■ **What this task involves**:
In the stored records below, swap every "rough mask" for "coarse mask" and give the lines again with everything else unchanged, leaving out the pictures.
====== Available records
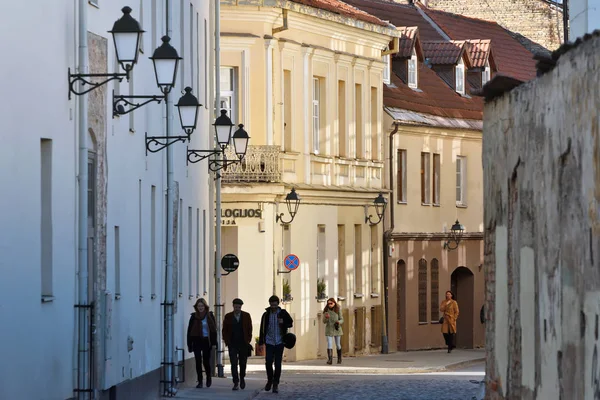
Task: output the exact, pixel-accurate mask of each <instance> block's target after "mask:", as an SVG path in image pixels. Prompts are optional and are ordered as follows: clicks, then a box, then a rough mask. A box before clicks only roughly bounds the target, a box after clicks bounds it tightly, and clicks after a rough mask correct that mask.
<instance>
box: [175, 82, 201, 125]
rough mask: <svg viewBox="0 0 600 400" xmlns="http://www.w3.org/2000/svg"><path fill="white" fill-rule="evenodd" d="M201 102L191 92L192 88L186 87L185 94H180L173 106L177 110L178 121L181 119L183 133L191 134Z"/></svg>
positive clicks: (200, 105) (196, 117)
mask: <svg viewBox="0 0 600 400" xmlns="http://www.w3.org/2000/svg"><path fill="white" fill-rule="evenodd" d="M201 105H202V104H200V103H199V102H198V99H197V98H196V96H194V95H193V94H192V88H191V87H189V86H188V87H186V88H185V94H184V95H183V96H181V98H180V99H179V101H178V102H177V104H176V105H175V107H177V109H178V110H179V121H181V128H183V130H184V131H185V133H187V134H188V136H189V135H191V134H192V133H193V132H194V130H195V129H196V123H197V122H198V108H200V106H201Z"/></svg>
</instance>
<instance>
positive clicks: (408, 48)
mask: <svg viewBox="0 0 600 400" xmlns="http://www.w3.org/2000/svg"><path fill="white" fill-rule="evenodd" d="M397 29H398V32H399V33H400V34H401V36H400V49H399V51H398V53H396V57H402V58H409V57H410V56H412V50H413V47H414V45H415V40H416V39H417V38H418V36H419V28H418V27H416V26H411V27H406V26H402V27H399V28H397Z"/></svg>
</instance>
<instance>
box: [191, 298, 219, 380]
mask: <svg viewBox="0 0 600 400" xmlns="http://www.w3.org/2000/svg"><path fill="white" fill-rule="evenodd" d="M194 309H195V310H196V311H195V312H193V313H192V315H191V316H190V323H189V325H188V334H187V345H188V351H189V352H190V353H194V357H195V358H196V373H197V374H198V385H197V386H196V387H197V388H201V387H202V366H203V365H204V371H205V372H206V387H210V385H211V384H212V377H211V375H210V351H211V348H212V347H213V346H216V345H217V321H216V320H215V316H214V315H213V313H212V312H210V311H209V310H208V304H207V303H206V300H204V299H198V301H197V302H196V304H195V305H194Z"/></svg>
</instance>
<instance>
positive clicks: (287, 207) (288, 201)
mask: <svg viewBox="0 0 600 400" xmlns="http://www.w3.org/2000/svg"><path fill="white" fill-rule="evenodd" d="M285 204H286V205H287V208H288V214H290V217H291V218H290V220H289V221H284V220H283V213H281V214H279V215H276V216H275V222H281V223H282V224H283V225H289V224H291V223H292V221H293V220H294V218H295V217H296V214H297V213H298V208H299V207H300V196H298V193H296V189H294V188H292V190H291V191H290V192H289V193H288V194H287V196H285Z"/></svg>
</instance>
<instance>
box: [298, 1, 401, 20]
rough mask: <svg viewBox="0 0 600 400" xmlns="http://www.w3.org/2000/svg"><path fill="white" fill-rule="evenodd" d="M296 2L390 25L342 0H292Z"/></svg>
mask: <svg viewBox="0 0 600 400" xmlns="http://www.w3.org/2000/svg"><path fill="white" fill-rule="evenodd" d="M292 1H293V2H294V3H298V4H304V5H306V6H311V7H314V8H319V9H321V10H327V11H330V12H332V13H335V14H339V15H343V16H345V17H350V18H354V19H357V20H359V21H364V22H370V23H372V24H375V25H380V26H389V24H388V23H387V22H385V21H382V20H380V19H379V18H377V17H375V16H374V15H370V14H369V13H367V12H365V11H363V10H359V9H358V8H355V7H352V6H351V5H349V4H346V3H344V2H343V1H340V0H292Z"/></svg>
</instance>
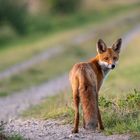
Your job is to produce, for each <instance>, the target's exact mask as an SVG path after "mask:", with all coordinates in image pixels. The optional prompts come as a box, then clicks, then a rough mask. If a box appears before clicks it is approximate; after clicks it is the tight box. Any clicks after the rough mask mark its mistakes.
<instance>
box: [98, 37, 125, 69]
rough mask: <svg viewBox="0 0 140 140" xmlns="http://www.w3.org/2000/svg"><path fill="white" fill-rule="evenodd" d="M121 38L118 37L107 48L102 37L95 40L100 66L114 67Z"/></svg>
mask: <svg viewBox="0 0 140 140" xmlns="http://www.w3.org/2000/svg"><path fill="white" fill-rule="evenodd" d="M121 44H122V39H118V40H117V41H116V42H115V43H114V44H113V45H112V47H110V48H108V47H107V46H106V44H105V43H104V41H103V40H102V39H99V40H98V42H97V52H98V58H99V64H100V65H101V67H102V68H107V69H114V68H115V67H116V64H117V62H118V60H119V53H120V50H121Z"/></svg>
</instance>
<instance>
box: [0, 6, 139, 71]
mask: <svg viewBox="0 0 140 140" xmlns="http://www.w3.org/2000/svg"><path fill="white" fill-rule="evenodd" d="M138 9H139V4H134V5H133V4H132V5H128V6H118V7H112V8H109V7H108V9H105V11H104V10H103V11H101V12H99V11H98V12H95V11H94V12H91V13H81V14H80V13H79V14H78V15H77V14H74V15H71V16H68V17H65V18H60V17H55V18H54V19H50V20H48V19H47V21H49V22H53V23H50V25H51V26H54V27H52V28H53V30H54V31H51V33H49V34H47V33H43V34H41V33H39V32H37V34H36V33H34V34H31V35H29V36H27V37H22V38H17V40H16V41H14V42H9V44H5V45H1V51H0V60H1V61H0V70H4V69H6V68H8V67H9V66H12V65H13V64H17V63H19V62H22V61H23V60H27V59H29V58H30V57H32V56H33V55H35V54H36V53H38V52H40V51H43V50H45V49H47V48H49V47H50V46H55V45H57V44H59V43H61V42H63V43H64V42H67V41H68V40H69V39H70V38H72V37H73V36H76V35H78V34H82V33H84V32H85V30H87V29H89V30H90V29H91V28H93V25H97V24H101V23H102V22H103V21H107V20H109V19H111V18H113V17H114V16H115V17H117V16H118V15H122V13H123V14H124V15H123V17H122V18H124V16H125V15H129V14H133V11H135V13H139V12H138V11H137V10H138ZM129 12H130V13H129ZM128 13H129V14H128ZM43 19H44V18H43ZM115 19H116V18H115ZM38 21H41V20H38ZM34 24H35V23H34ZM45 24H46V23H44V25H45ZM55 24H56V25H55ZM60 25H61V26H60ZM87 25H88V26H87ZM40 26H41V27H42V26H43V25H42V24H41V25H40ZM57 28H58V29H57ZM62 28H63V30H62ZM95 28H96V26H95ZM43 30H44V28H43ZM45 32H47V31H45ZM25 56H26V57H25ZM9 58H10V59H9Z"/></svg>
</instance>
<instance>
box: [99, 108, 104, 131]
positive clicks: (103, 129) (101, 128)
mask: <svg viewBox="0 0 140 140" xmlns="http://www.w3.org/2000/svg"><path fill="white" fill-rule="evenodd" d="M98 122H99V128H100V129H101V130H104V125H103V122H102V118H101V114H100V110H99V107H98Z"/></svg>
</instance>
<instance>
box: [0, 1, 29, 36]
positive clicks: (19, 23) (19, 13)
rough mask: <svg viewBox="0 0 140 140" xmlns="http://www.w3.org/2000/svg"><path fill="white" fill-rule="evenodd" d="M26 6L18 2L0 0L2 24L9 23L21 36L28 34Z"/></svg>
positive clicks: (1, 19)
mask: <svg viewBox="0 0 140 140" xmlns="http://www.w3.org/2000/svg"><path fill="white" fill-rule="evenodd" d="M26 13H27V8H26V5H25V4H23V3H22V2H21V1H18V0H0V22H1V23H5V22H6V23H8V24H10V25H12V27H13V28H15V29H16V31H17V32H18V33H19V34H24V33H25V32H26V26H25V24H26V20H25V17H26Z"/></svg>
============
■ **Worked solution**:
Task: output the exact, pixel-accurate mask of each <instance> block's target after "mask:", as an SVG path in image pixels. Prompts are optional and are ordered as follows: clicks, then a box, then a coarse mask. A box before clicks only roughly bounds the target, a box after clicks bounds it tightly, and clicks after a coarse mask correct that mask.
<instance>
box: [175, 82, 201, 125]
coarse mask: <svg viewBox="0 0 600 400" xmlns="http://www.w3.org/2000/svg"><path fill="white" fill-rule="evenodd" d="M201 102L191 92L192 88L186 87L185 94H180L173 106L177 110L178 121L181 119L183 133L191 134Z"/></svg>
positive clicks: (200, 105) (196, 117)
mask: <svg viewBox="0 0 600 400" xmlns="http://www.w3.org/2000/svg"><path fill="white" fill-rule="evenodd" d="M201 105H202V104H200V103H199V102H198V99H197V98H196V96H194V95H193V94H192V88H191V87H189V86H188V87H186V88H185V94H184V95H183V96H181V98H180V99H179V101H178V102H177V104H176V105H175V107H177V109H178V110H179V121H181V128H183V130H184V131H185V133H187V134H188V136H189V135H191V134H192V133H193V132H194V130H195V129H196V123H197V122H198V108H200V106H201Z"/></svg>
</instance>
<instance>
positive clicks: (408, 48)
mask: <svg viewBox="0 0 600 400" xmlns="http://www.w3.org/2000/svg"><path fill="white" fill-rule="evenodd" d="M397 29H398V32H399V33H400V34H401V36H400V49H399V51H398V53H396V57H402V58H409V57H410V56H412V50H413V47H414V45H415V40H416V39H417V38H418V36H419V28H418V27H416V26H411V27H406V26H402V27H399V28H397Z"/></svg>
</instance>
<instance>
box: [191, 298, 219, 380]
mask: <svg viewBox="0 0 600 400" xmlns="http://www.w3.org/2000/svg"><path fill="white" fill-rule="evenodd" d="M194 309H195V310H196V311H195V312H193V313H192V315H191V316H190V323H189V325H188V334H187V345H188V351H189V352H190V353H194V357H195V358H196V373H197V374H198V385H197V386H196V387H197V388H201V387H202V366H203V365H204V371H205V372H206V387H210V385H211V384H212V377H211V375H210V351H211V348H212V347H213V346H216V345H217V321H216V320H215V316H214V315H213V313H212V312H210V311H209V310H208V304H207V303H206V300H204V299H198V301H197V302H196V304H195V305H194Z"/></svg>
</instance>
<instance>
positive clicks: (287, 207) (288, 201)
mask: <svg viewBox="0 0 600 400" xmlns="http://www.w3.org/2000/svg"><path fill="white" fill-rule="evenodd" d="M285 204H286V205H287V208H288V214H290V217H291V218H290V220H289V221H284V220H283V213H281V214H279V215H276V216H275V222H281V223H282V224H283V225H289V224H291V223H292V221H293V220H294V218H295V217H296V214H297V213H298V208H299V207H300V196H298V193H296V189H294V188H292V190H291V191H290V192H289V193H288V194H287V196H285Z"/></svg>
</instance>
<instance>
box: [298, 1, 401, 20]
coarse mask: <svg viewBox="0 0 600 400" xmlns="http://www.w3.org/2000/svg"><path fill="white" fill-rule="evenodd" d="M296 2L390 25L342 0H292Z"/></svg>
mask: <svg viewBox="0 0 600 400" xmlns="http://www.w3.org/2000/svg"><path fill="white" fill-rule="evenodd" d="M292 1H293V2H294V3H298V4H304V5H306V6H311V7H314V8H319V9H321V10H327V11H330V12H332V13H335V14H339V15H343V16H345V17H350V18H354V19H357V20H359V21H364V22H370V23H372V24H375V25H380V26H389V24H388V23H387V22H385V21H382V20H380V19H379V18H377V17H375V16H374V15H370V14H369V13H367V12H365V11H363V10H359V9H358V8H355V7H352V6H351V5H349V4H346V3H344V2H343V1H340V0H292Z"/></svg>
</instance>
Your job is to produce, for each <instance>, the target's exact mask as an SVG path after "mask:", with all coordinates in image pixels. The optional prompts come as a box, then clicks, then a coarse mask. If a box appears before clicks it is approximate; after clicks it is the tight box. Any clicks after the coarse mask mark its mistakes.
<instance>
box: [98, 37, 125, 69]
coarse mask: <svg viewBox="0 0 140 140" xmlns="http://www.w3.org/2000/svg"><path fill="white" fill-rule="evenodd" d="M121 38L118 37L107 48L102 37L95 40L100 66L114 67Z"/></svg>
mask: <svg viewBox="0 0 140 140" xmlns="http://www.w3.org/2000/svg"><path fill="white" fill-rule="evenodd" d="M121 44H122V39H118V40H117V41H116V42H115V43H114V44H113V45H112V47H110V48H108V47H107V46H106V44H105V43H104V41H103V40H102V39H99V40H98V42H97V52H98V58H99V64H100V65H101V67H102V68H107V69H114V68H115V67H116V64H117V62H118V60H119V53H120V50H121Z"/></svg>
</instance>
<instance>
box: [0, 6, 139, 71]
mask: <svg viewBox="0 0 140 140" xmlns="http://www.w3.org/2000/svg"><path fill="white" fill-rule="evenodd" d="M138 9H139V4H134V5H133V4H132V5H128V6H118V7H112V8H109V7H108V9H105V11H104V10H103V11H101V12H99V11H98V12H95V11H94V12H91V13H81V14H80V13H79V14H78V15H77V14H74V15H71V16H68V17H65V18H60V17H55V18H54V19H50V20H48V19H47V21H49V22H53V23H50V25H51V26H54V27H52V28H53V30H54V31H51V33H49V34H47V33H43V34H41V33H39V32H37V34H36V33H34V34H31V35H29V36H27V37H22V38H17V40H16V41H14V42H9V44H5V45H1V51H0V60H1V61H0V70H4V69H6V68H8V67H9V66H12V65H13V64H17V63H19V62H22V61H23V60H27V59H29V58H30V57H32V56H33V55H35V54H36V53H38V52H40V51H43V50H45V49H47V48H49V47H50V46H55V45H57V44H59V43H61V42H63V43H64V42H67V41H68V40H69V39H70V38H72V37H73V36H76V35H78V34H82V33H84V32H85V30H87V29H89V30H90V29H91V28H93V25H97V24H101V23H102V22H103V21H107V20H109V19H111V18H113V17H114V16H115V17H117V16H118V15H122V13H123V14H124V15H123V17H122V18H124V16H125V15H129V14H133V11H135V13H139V12H138V11H137V10H138ZM129 12H130V13H129ZM128 13H129V14H128ZM43 19H44V18H43ZM115 19H116V18H115ZM38 21H41V20H38ZM34 24H35V23H34ZM45 24H46V23H44V25H45ZM55 24H56V25H55ZM60 25H61V26H60ZM87 25H88V26H87ZM40 26H41V27H42V26H43V25H42V24H41V25H40ZM57 28H58V29H57ZM62 28H63V30H62ZM95 28H96V26H95ZM43 30H44V28H43ZM45 32H47V31H45ZM25 56H26V57H25ZM9 58H10V59H9Z"/></svg>
</instance>
<instance>
box: [99, 108, 104, 131]
positive clicks: (103, 129) (101, 128)
mask: <svg viewBox="0 0 140 140" xmlns="http://www.w3.org/2000/svg"><path fill="white" fill-rule="evenodd" d="M98 122H99V128H100V129H101V130H104V125H103V122H102V118H101V114H100V110H99V107H98Z"/></svg>
</instance>
<instance>
box: [0, 1, 29, 36]
positive clicks: (19, 23) (19, 13)
coarse mask: <svg viewBox="0 0 140 140" xmlns="http://www.w3.org/2000/svg"><path fill="white" fill-rule="evenodd" d="M26 6L18 2L0 0L2 24L9 23L21 36L28 34Z"/></svg>
positive clicks: (1, 19)
mask: <svg viewBox="0 0 140 140" xmlns="http://www.w3.org/2000/svg"><path fill="white" fill-rule="evenodd" d="M26 13H27V8H26V5H25V4H23V3H22V2H21V1H18V0H0V22H1V23H5V22H6V23H8V24H10V25H12V27H13V28H15V29H16V31H17V32H18V33H19V34H24V33H25V32H26V26H25V24H26V20H25V17H26Z"/></svg>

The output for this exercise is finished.